Stated goal: How many lines of the records contain the word "poplar"? Reply with the number alone.

(Recorded data)
[START]

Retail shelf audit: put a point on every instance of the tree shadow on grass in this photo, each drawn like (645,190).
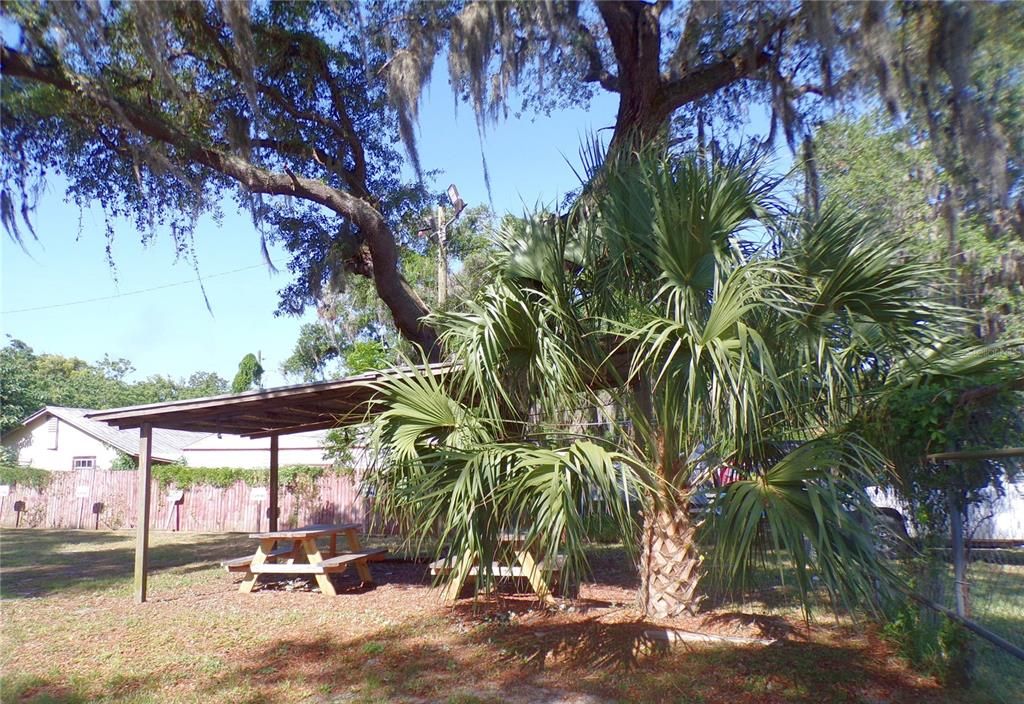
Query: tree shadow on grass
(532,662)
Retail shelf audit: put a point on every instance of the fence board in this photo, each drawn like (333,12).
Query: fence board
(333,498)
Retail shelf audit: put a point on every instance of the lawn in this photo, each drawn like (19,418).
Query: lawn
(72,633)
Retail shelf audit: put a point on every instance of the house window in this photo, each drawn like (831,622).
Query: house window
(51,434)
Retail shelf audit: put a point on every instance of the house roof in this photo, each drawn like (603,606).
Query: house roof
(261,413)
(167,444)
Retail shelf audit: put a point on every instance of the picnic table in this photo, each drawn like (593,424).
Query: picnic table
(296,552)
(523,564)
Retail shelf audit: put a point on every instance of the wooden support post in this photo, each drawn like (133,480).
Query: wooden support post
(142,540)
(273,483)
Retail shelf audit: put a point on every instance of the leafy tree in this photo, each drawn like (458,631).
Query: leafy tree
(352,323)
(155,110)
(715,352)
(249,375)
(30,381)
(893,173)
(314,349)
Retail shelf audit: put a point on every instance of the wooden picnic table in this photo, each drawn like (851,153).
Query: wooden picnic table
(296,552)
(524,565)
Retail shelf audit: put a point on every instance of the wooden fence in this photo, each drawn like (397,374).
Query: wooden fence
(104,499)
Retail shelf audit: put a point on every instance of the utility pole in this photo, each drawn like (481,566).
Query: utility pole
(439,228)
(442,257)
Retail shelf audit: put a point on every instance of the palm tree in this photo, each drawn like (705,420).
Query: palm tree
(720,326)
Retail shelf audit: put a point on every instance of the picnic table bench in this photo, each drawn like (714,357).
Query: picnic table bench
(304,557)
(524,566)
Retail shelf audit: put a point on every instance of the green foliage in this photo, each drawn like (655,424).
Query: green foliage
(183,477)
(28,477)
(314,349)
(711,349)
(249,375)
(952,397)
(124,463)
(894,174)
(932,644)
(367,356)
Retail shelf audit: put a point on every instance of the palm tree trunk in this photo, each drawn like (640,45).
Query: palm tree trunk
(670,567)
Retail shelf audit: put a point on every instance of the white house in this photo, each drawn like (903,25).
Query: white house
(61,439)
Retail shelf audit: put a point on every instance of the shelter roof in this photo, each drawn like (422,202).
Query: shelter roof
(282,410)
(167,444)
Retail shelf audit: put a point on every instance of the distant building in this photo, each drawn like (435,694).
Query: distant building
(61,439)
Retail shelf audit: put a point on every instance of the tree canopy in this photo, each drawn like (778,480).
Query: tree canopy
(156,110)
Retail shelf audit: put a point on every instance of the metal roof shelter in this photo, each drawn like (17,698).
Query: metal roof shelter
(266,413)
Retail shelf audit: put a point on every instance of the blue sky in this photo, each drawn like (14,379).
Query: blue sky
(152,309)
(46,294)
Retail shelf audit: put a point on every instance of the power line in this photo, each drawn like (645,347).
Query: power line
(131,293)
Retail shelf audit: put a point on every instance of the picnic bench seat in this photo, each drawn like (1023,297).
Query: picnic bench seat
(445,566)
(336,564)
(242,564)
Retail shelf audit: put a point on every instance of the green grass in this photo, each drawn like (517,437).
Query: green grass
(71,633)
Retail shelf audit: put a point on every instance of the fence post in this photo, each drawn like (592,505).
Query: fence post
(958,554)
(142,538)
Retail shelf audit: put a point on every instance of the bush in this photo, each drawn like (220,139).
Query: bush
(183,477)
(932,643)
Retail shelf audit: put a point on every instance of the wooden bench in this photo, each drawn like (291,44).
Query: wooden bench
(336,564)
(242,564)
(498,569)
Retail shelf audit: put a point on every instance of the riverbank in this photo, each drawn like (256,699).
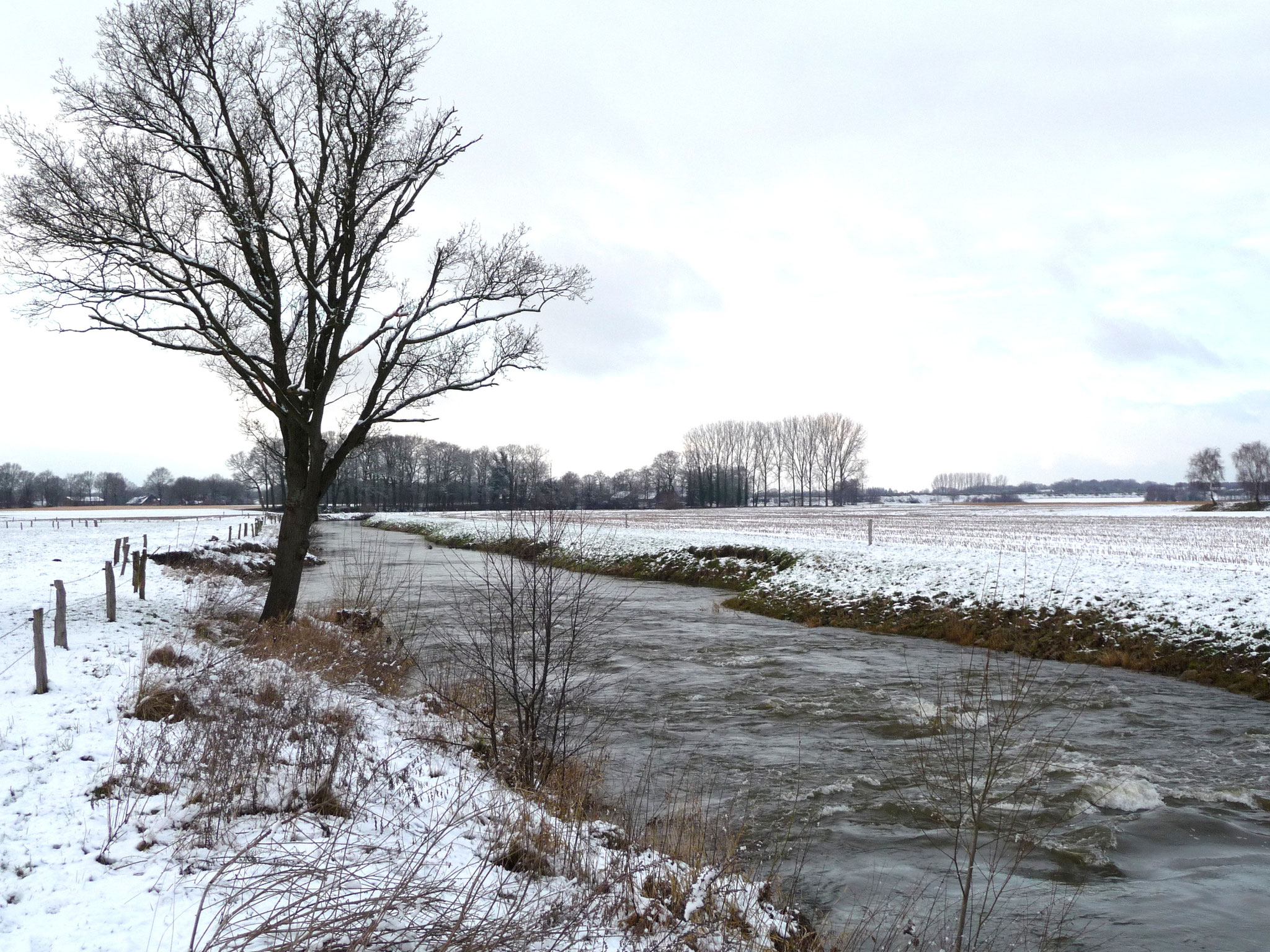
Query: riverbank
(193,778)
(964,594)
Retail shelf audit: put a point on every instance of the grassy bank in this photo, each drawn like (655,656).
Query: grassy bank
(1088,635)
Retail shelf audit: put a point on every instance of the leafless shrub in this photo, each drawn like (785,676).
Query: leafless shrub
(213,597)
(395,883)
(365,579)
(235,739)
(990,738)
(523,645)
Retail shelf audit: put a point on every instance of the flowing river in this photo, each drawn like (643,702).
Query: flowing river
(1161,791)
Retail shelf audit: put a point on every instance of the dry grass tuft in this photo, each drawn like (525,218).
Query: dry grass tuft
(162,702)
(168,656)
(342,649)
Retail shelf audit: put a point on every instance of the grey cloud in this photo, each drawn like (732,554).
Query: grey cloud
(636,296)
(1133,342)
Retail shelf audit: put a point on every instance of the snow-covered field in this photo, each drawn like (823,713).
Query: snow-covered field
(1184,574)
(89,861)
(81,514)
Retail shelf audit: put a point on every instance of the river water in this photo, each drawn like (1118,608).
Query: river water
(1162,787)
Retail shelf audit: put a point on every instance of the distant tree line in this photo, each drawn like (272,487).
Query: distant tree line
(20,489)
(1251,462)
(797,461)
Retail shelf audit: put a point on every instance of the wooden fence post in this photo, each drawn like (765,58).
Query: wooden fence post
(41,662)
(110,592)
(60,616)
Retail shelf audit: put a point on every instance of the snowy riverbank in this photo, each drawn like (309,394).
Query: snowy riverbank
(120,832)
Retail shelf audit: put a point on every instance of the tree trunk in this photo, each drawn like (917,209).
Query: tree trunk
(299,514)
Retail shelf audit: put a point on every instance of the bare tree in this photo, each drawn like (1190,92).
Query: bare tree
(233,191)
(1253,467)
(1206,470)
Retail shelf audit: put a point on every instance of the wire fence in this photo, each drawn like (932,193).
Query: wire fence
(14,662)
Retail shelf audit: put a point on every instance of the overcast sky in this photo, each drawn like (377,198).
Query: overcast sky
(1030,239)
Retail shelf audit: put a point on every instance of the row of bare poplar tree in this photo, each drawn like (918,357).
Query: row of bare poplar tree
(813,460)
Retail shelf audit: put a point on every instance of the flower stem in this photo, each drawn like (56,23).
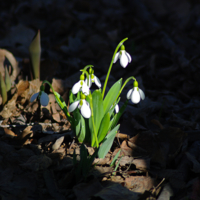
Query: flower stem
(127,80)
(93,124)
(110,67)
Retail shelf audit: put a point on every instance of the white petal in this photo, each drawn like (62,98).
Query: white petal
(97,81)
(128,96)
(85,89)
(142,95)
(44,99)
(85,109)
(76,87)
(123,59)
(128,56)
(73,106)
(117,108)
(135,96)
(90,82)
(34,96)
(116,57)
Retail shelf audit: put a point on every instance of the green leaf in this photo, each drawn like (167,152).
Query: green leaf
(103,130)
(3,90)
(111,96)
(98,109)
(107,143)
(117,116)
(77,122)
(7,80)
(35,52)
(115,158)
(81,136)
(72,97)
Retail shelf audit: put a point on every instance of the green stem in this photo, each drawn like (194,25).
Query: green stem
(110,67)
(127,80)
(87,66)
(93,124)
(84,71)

[END]
[START]

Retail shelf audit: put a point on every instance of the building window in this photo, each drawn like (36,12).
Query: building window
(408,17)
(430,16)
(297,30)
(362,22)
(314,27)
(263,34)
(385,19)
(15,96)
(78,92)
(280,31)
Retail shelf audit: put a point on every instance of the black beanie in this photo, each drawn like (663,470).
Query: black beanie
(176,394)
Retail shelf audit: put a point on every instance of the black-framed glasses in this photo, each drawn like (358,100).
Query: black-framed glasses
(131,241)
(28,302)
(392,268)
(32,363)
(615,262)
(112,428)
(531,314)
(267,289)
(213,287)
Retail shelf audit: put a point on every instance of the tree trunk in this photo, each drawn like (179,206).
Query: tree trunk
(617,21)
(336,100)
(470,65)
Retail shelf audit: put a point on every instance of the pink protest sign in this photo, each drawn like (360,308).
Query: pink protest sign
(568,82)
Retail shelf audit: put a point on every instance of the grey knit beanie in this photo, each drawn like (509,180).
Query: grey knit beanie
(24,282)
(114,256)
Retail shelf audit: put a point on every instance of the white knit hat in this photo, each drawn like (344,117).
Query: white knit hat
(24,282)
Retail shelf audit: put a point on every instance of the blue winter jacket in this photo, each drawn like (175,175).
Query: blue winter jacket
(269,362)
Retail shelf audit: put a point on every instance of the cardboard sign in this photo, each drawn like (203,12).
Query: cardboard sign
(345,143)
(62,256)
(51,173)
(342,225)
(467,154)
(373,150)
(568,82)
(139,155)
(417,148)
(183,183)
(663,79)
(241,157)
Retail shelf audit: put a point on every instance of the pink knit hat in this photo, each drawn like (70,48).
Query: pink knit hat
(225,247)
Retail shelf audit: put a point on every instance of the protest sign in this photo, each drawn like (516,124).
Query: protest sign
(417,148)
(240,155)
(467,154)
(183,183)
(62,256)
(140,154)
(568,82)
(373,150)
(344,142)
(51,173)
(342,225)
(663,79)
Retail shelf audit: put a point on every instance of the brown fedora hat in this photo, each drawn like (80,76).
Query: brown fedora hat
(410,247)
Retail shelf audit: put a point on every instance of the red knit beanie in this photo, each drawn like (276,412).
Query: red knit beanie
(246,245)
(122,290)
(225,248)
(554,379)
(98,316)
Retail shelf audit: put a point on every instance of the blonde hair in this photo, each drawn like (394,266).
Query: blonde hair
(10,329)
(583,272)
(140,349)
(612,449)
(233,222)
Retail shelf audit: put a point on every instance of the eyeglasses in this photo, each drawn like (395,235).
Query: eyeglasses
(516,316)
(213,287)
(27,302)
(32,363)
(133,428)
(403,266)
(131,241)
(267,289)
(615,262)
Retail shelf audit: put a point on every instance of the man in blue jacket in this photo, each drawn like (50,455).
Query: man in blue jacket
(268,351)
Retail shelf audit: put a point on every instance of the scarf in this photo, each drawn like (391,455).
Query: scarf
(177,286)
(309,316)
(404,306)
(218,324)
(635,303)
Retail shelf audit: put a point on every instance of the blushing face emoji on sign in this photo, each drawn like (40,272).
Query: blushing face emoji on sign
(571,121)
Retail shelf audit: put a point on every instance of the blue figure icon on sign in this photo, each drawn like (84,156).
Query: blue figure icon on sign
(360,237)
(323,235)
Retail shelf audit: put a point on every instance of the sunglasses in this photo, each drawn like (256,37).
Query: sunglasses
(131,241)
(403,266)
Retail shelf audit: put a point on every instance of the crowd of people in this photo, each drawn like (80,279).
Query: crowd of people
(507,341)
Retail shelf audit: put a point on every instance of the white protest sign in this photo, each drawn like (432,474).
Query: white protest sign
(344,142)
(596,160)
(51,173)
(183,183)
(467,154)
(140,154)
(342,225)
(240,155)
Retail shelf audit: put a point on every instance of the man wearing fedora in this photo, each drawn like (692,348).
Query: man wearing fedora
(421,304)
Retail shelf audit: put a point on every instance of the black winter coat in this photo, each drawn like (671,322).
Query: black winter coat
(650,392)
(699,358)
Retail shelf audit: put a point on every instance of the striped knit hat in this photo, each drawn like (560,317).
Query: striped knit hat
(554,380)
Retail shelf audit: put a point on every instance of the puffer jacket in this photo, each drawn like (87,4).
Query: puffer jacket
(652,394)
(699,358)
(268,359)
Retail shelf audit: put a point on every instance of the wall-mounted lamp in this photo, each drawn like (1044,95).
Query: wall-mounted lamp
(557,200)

[END]

Completed exercise: 2